_WHAT IS NEEDED:_
Rewrite the lines from the one containing "Expected: one point per instance of the lattice" through the end of the items, inclusive, changing "stone door frame" to "stone doorway" and keeping everything else the same.

SUPPLIED INFORMATION start

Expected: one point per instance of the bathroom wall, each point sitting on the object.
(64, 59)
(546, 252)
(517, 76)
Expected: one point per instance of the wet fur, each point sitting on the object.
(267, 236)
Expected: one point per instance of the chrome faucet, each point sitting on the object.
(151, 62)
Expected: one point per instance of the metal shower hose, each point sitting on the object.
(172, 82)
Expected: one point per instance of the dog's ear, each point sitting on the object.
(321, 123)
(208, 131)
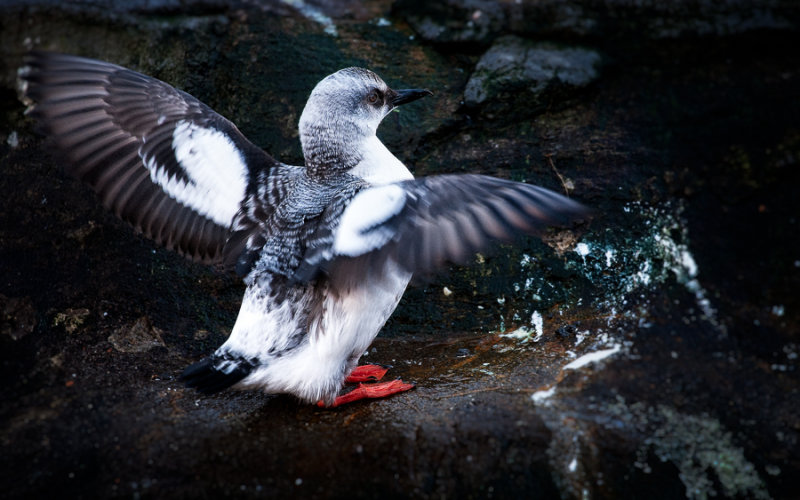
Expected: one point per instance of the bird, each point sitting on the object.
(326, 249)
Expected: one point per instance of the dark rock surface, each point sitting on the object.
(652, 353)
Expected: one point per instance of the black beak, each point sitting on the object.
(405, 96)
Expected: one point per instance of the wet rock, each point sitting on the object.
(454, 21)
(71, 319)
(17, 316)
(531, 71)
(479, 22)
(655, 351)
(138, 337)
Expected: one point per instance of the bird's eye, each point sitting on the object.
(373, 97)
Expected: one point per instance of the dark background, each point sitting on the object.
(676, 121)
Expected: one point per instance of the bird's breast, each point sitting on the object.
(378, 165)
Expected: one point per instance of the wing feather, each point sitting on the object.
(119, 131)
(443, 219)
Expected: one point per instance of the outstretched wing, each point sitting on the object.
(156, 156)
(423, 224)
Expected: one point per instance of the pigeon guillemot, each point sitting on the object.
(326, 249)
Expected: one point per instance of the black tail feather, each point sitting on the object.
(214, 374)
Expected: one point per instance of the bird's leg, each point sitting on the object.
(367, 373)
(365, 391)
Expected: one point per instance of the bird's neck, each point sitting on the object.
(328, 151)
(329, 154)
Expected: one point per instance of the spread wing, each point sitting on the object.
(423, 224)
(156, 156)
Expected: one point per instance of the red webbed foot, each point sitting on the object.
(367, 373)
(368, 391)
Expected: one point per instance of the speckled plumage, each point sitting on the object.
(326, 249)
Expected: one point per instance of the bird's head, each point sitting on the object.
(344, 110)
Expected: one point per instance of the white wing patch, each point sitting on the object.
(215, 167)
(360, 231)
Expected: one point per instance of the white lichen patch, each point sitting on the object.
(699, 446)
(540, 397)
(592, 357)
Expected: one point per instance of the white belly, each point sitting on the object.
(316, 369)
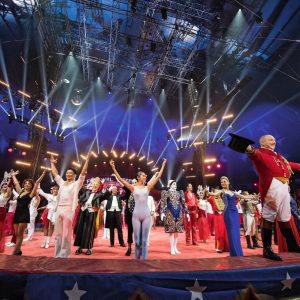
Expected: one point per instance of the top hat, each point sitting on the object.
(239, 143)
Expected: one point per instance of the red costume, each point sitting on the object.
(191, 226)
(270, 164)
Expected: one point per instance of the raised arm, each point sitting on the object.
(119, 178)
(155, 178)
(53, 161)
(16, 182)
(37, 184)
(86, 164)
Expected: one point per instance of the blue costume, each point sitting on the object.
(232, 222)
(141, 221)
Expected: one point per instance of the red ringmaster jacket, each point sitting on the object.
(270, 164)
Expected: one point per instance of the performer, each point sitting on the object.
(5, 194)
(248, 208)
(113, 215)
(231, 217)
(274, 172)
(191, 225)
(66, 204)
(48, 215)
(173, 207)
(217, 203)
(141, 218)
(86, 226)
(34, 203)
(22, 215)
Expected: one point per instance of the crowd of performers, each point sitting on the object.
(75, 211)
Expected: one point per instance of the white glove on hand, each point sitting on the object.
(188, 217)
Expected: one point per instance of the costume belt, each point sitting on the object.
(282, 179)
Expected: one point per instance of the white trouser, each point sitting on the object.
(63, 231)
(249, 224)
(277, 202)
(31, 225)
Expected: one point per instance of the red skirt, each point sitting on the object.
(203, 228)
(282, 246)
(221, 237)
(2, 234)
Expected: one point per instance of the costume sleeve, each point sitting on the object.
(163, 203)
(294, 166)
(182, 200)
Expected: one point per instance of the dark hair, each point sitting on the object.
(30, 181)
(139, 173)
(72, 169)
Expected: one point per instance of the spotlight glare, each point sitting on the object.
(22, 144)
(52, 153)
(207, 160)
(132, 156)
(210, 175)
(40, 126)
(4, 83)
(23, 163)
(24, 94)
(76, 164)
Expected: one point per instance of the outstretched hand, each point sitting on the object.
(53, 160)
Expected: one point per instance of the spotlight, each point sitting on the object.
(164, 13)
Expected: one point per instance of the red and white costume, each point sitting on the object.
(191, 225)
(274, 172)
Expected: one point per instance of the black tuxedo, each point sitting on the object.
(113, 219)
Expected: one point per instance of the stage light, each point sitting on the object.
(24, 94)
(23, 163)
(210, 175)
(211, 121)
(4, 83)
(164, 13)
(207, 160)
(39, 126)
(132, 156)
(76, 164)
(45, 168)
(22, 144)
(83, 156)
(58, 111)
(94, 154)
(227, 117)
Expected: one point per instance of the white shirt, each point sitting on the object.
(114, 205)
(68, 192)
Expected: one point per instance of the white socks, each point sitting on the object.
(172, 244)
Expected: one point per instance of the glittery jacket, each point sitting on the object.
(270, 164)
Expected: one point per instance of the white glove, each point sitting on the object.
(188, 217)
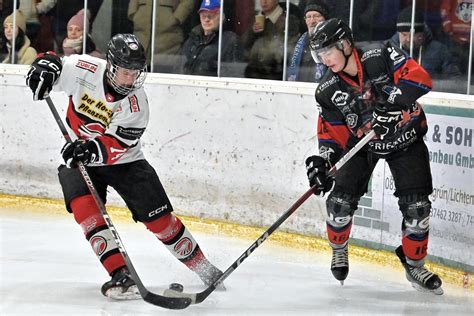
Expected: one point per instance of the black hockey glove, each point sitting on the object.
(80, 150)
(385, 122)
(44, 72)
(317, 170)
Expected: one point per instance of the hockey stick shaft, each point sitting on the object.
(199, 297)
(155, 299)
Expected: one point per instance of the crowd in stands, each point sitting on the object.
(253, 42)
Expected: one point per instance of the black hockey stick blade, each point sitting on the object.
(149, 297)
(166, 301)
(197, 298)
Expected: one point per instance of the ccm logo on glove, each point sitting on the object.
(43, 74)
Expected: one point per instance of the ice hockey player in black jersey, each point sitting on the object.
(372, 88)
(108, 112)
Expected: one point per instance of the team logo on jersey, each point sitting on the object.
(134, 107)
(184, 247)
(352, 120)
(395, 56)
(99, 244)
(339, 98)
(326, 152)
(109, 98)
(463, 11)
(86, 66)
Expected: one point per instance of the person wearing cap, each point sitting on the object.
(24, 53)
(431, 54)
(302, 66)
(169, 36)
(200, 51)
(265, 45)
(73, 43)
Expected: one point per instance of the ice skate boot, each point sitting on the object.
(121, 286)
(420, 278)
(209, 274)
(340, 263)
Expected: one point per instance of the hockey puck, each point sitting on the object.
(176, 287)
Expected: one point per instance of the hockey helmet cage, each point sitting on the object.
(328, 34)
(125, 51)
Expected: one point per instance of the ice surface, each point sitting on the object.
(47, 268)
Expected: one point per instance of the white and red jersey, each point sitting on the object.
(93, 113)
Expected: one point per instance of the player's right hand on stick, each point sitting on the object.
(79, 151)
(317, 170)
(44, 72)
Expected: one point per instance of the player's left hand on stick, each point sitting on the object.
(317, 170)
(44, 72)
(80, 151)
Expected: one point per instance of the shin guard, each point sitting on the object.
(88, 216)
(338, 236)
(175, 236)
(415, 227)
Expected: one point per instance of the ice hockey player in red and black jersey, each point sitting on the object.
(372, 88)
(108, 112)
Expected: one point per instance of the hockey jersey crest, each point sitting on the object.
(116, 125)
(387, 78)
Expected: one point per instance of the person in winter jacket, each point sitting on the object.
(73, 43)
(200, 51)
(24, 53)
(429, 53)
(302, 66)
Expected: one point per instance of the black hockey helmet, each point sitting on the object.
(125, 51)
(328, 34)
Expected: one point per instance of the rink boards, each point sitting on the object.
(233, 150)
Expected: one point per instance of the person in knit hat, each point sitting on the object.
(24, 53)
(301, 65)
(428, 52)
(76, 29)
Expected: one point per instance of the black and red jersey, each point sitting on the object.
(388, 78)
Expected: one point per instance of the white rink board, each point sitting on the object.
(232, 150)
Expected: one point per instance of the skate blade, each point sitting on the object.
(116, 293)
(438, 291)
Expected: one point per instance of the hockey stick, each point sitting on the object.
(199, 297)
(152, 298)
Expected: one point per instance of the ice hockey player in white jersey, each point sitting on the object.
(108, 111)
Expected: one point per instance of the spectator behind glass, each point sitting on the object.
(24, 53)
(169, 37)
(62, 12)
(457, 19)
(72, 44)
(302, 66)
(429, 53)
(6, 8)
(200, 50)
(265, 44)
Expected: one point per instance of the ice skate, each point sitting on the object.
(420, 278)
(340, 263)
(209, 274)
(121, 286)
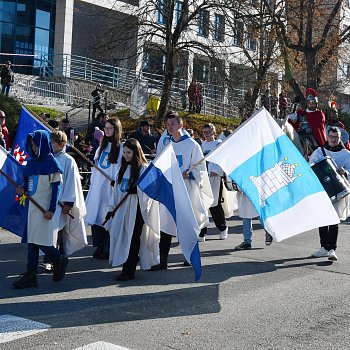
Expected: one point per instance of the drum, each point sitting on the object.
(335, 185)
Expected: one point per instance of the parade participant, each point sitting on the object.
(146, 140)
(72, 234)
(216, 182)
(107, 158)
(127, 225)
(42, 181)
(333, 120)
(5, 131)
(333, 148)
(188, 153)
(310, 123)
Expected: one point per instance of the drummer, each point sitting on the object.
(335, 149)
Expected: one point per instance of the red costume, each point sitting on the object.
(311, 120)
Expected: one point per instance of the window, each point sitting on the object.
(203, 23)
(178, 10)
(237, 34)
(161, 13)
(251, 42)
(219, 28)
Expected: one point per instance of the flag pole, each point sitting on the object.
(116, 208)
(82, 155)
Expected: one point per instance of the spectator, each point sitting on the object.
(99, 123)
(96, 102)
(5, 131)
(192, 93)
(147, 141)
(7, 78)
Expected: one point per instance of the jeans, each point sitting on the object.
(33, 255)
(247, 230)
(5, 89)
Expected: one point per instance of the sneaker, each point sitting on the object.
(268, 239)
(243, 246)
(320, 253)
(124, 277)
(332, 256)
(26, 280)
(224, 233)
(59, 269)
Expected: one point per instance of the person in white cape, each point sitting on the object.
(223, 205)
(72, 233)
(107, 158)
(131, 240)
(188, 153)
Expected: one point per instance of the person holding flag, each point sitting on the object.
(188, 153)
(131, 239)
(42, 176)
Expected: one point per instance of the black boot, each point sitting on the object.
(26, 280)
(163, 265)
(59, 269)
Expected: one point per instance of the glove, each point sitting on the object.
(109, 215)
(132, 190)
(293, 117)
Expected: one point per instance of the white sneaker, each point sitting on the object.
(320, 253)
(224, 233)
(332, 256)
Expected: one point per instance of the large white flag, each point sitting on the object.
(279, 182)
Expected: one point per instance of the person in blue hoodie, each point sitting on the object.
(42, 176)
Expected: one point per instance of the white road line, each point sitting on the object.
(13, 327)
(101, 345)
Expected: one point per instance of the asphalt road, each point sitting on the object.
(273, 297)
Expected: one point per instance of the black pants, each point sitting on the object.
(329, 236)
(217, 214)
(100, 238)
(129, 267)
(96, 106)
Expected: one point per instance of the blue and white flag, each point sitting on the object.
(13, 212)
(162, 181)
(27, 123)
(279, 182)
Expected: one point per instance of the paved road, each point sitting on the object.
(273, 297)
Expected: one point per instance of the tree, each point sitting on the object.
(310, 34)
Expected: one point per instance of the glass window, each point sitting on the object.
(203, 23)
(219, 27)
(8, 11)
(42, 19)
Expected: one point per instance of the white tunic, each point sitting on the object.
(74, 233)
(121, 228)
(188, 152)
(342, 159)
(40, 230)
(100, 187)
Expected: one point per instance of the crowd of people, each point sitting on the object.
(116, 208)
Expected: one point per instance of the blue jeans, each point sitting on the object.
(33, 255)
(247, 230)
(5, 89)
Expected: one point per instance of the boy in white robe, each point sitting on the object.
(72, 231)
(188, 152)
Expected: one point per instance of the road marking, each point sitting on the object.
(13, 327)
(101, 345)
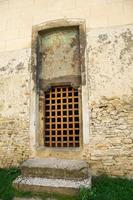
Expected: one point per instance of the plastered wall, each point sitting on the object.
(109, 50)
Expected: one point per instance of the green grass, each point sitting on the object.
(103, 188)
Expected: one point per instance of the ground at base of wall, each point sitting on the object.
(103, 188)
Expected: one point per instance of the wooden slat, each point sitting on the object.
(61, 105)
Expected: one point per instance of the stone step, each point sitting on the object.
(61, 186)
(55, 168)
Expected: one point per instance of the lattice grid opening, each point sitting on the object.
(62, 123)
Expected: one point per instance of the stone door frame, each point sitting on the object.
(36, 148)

SUPPLIED INFORMATION end

_SOLUTION TO THE EXERCISE:_
Expected: one point per instance of the lattice grid opening, each point sitting on the object.
(62, 123)
Expected: one point per instance of the stone doorway, each point sitting on the object.
(36, 148)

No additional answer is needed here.